> _Task list_:
- 1) Retype the passage of the book reviews from "A really good" up to and including "from each other.".
- 2) List every interviewee the book reviews name in the ranked picks that follow "for my money:".
- 3) Carry on the book reviews after their last sentence.

> _Document section_:
The book comprises of long lists of questions and answers borne out of the interviews. There are recurrent themes across the book (for example essential skills when looking for new hires), and although sometimes I felt the book could do with an overall summary, the repeated message from reading across several interviews help drive home the point of where the commonalities lie, versus which school of thoughts are perhaps more esoteric, or at least emergent.
A really good read for any companies thinking about starting a data science team but don't know what data science can bring; great for those interested in a data scientist career to get a feel of what the work involves and how to get themselves up-skilled; great for any practicing data scientists to understand what others are doing across different industries and how we can learn from each other.
much like _Coders at Work_, this is almost guaranteed to have *something* worth your time if you're even vaguely interested in the topic. there are a few can't-miss interviews, along with some that i skimmed in parts.
for my money:
obvious highlights: LeCun, Wiggins
unexpectedly interesting: Smallwood, Jonas
worth a read: tunkelang, foreman, porway, perlich
in particular, the parts i found most enjoyable were those where common elements popped up in unexpected places -- eg Caitlin Smallwood pointing out that Netflix has a group of people hand-annotating data, much like Google does with Maps.
An extended exploration of how some of the most prominent figures in the field see and use Data Science. Opens the mind to different uses and interpretations of this discipline, while providing continuous hints to best practices, most common tools/techniques and possible pitfalls, for a wide range of scenarios. Clearly shows the dominant importance of Data and the pressing need for humans to better use and understand it.

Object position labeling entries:

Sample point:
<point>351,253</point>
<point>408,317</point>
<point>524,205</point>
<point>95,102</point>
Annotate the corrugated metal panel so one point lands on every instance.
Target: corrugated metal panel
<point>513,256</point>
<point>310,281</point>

...

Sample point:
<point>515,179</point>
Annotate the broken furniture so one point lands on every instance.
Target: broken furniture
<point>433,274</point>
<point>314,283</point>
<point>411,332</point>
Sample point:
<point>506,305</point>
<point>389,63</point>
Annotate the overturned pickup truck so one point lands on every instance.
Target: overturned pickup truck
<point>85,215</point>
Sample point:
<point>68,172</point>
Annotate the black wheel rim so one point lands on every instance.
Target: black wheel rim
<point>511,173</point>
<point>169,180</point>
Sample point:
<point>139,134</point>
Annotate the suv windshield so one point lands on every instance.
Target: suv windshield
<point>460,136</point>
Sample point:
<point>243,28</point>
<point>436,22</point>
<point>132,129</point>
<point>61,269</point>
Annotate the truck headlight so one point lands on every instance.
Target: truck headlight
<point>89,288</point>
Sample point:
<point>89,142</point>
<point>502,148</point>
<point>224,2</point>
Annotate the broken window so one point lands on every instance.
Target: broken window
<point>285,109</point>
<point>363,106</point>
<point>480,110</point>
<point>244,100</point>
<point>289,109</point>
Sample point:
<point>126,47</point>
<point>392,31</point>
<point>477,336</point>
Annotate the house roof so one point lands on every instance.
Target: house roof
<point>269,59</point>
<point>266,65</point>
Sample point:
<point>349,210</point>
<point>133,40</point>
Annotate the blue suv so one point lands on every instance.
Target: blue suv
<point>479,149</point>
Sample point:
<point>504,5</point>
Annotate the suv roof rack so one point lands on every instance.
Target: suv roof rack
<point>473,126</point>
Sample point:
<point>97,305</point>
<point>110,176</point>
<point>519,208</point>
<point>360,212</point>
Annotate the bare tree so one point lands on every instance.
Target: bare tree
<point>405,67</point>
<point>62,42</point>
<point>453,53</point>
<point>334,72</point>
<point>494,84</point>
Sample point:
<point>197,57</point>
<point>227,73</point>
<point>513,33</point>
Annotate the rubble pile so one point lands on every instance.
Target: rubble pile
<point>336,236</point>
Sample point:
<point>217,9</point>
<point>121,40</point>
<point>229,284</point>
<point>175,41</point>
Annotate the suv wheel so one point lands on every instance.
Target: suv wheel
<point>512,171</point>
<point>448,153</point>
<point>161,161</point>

> _Solved tasks_:
- 1)
A really good read for any companies thinking about starting a data science team but don't know what data science can bring; great for those interested in a data scientist career to get a feel of what the work involves and how to get themselves up-skilled; great for any practicing data scientists to understand what others are doing across different industries and how we can learn from each other.

- 2) LeCun, Wiggins, Smallwood, Jonas, tunkelang, foreman, porway, perlich

- 3)
Mostly interesting interviewees, often with interesting perspectives. This book consists of a number of interview transcripts, exploring what data scientists 'do'. It's interesting for an outsider to the profession, but I imagine it might also be interesting to insiders for all kinds of inside-baseball kind of reasons that I was unable to pick up on. Gutierrez isn't afraid of follow-up questions, and he seems to like depth of explanation: this is a good combination for such a book. This kind of book probably dates quite easily, but I have a feeling there are things in here that will last.
This book has incredible insights for aspiring data scientists. Having to come from programming world myself, it is delightful to know that getting into data science field will be a bit easy with institutional knowledge and experience i have with me. As it can be applied to unlimited field, service field, and airline in general, as where i work now, is a potential goldmine for data and it could be a high-impact area to experiment with.
Many of us may not have the classroom trainings, nor the real life working experience in a data science field. But if you want to have a feel of what real data scientists deal with, this is really a great book.
Data Science (DS), Machine Learning (ML) are very popular nowadays. It was an interesting reading experience. It's always nice to hear what DS/ML experts think about all this. Also, the reader can discover the common tools for DS/ML tasks.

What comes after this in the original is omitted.